## About this task
Please retype the records below exactly, from the first line down to and including the line with "box: [39, 295, 238, 350]".

[Segmentation mask data]
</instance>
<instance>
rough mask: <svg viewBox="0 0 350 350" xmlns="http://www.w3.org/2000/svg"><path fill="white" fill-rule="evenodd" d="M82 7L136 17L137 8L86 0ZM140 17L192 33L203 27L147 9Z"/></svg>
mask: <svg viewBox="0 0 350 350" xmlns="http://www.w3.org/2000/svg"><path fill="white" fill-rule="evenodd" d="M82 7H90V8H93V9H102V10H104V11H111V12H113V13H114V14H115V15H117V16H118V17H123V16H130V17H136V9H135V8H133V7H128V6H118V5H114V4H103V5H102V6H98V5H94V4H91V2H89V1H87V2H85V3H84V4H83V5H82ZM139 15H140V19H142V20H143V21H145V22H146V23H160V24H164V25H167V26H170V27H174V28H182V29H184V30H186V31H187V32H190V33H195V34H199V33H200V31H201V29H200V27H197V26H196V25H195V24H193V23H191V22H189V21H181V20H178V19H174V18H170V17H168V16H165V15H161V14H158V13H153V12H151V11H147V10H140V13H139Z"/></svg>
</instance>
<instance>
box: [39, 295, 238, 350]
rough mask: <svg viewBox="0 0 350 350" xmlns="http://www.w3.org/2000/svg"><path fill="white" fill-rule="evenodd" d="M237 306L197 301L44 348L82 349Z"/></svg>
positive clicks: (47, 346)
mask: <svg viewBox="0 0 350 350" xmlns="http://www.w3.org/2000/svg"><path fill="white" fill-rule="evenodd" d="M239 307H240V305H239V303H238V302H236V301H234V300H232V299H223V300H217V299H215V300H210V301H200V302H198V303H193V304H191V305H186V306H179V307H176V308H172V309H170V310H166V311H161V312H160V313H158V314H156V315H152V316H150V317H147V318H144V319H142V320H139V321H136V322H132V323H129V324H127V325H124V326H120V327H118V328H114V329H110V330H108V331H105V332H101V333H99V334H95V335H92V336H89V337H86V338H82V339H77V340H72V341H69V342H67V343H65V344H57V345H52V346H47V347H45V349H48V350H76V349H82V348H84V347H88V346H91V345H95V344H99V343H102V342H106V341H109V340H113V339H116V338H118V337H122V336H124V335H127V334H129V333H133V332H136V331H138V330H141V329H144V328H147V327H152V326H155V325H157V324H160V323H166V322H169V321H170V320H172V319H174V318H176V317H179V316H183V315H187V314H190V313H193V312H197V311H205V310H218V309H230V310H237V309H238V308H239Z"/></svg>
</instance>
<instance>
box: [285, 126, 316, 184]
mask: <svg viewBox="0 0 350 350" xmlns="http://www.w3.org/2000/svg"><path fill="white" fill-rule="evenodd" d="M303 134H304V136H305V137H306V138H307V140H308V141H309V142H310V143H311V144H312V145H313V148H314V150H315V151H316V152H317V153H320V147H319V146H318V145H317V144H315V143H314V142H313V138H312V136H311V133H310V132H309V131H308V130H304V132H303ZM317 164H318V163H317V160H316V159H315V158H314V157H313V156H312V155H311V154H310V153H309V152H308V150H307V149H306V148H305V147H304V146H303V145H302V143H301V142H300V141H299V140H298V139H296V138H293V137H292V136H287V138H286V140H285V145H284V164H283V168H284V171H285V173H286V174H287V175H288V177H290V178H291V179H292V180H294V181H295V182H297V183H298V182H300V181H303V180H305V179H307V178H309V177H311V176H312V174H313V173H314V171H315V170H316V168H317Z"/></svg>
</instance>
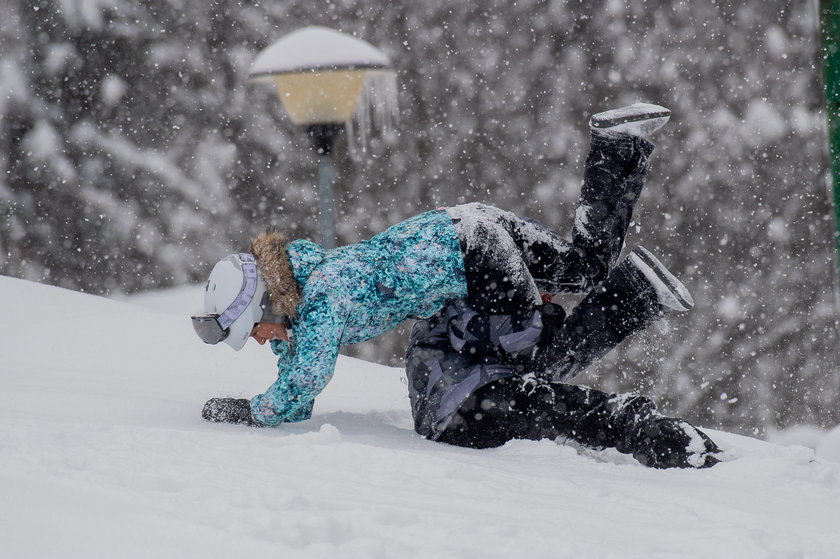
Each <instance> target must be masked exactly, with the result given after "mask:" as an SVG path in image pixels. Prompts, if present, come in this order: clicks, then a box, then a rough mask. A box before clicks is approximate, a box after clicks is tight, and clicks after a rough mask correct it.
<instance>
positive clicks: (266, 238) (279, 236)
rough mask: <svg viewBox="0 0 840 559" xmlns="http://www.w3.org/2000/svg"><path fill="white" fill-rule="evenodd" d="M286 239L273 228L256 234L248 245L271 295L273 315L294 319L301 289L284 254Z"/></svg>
mask: <svg viewBox="0 0 840 559" xmlns="http://www.w3.org/2000/svg"><path fill="white" fill-rule="evenodd" d="M287 246H288V242H287V241H286V236H285V235H283V233H281V232H280V231H278V230H276V229H268V230H266V231H265V232H264V233H260V234H259V235H257V237H256V238H254V240H253V241H252V242H251V254H253V255H254V257H255V258H256V259H257V267H258V268H259V270H260V273H261V274H262V277H263V280H264V281H265V285H266V289H268V293H269V295H271V308H272V311H273V312H274V314H282V315H286V316H288V317H291V318H294V317H295V316H297V306H298V304H300V299H301V289H300V285H299V284H298V280H297V279H296V274H295V270H294V269H293V267H292V263H291V261H290V259H289V255H288V253H287Z"/></svg>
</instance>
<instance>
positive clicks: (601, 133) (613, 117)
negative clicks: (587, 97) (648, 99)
mask: <svg viewBox="0 0 840 559" xmlns="http://www.w3.org/2000/svg"><path fill="white" fill-rule="evenodd" d="M670 117H671V111H670V110H668V109H666V108H665V107H660V106H659V105H651V104H649V103H634V104H632V105H628V106H626V107H621V108H620V109H613V110H611V111H604V112H602V113H598V114H595V115H592V117H591V118H590V119H589V128H590V129H591V130H592V131H593V132H594V133H595V132H597V133H601V134H606V135H616V134H629V135H630V136H639V137H642V138H648V137H650V135H651V134H653V133H654V132H655V131H656V130H658V129H660V128H662V127H663V126H664V125H665V123H666V122H668V119H669V118H670Z"/></svg>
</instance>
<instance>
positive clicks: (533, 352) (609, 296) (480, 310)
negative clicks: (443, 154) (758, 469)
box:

## Answer box
</instance>
<instance>
rough mask: <svg viewBox="0 0 350 350" xmlns="http://www.w3.org/2000/svg"><path fill="white" fill-rule="evenodd" d="M82 7L136 17L137 8L86 0ZM140 17L192 33L203 27L147 9Z"/></svg>
mask: <svg viewBox="0 0 350 350" xmlns="http://www.w3.org/2000/svg"><path fill="white" fill-rule="evenodd" d="M82 7H90V8H93V9H102V10H104V11H111V12H113V13H114V14H115V15H117V16H118V17H123V16H130V17H136V9H135V8H133V7H128V6H118V5H114V4H103V5H102V6H98V5H94V4H91V2H89V1H87V2H85V3H84V4H83V5H82ZM139 15H140V19H142V20H143V21H145V22H146V23H160V24H164V25H167V26H170V27H174V28H182V29H184V30H186V31H187V32H190V33H195V34H199V33H200V31H201V29H200V27H197V26H196V25H195V24H193V23H191V22H189V21H181V20H178V19H174V18H170V17H168V16H165V15H161V14H158V13H153V12H151V11H147V10H140V13H139Z"/></svg>
</instance>
<instance>
box: [39, 295, 238, 350]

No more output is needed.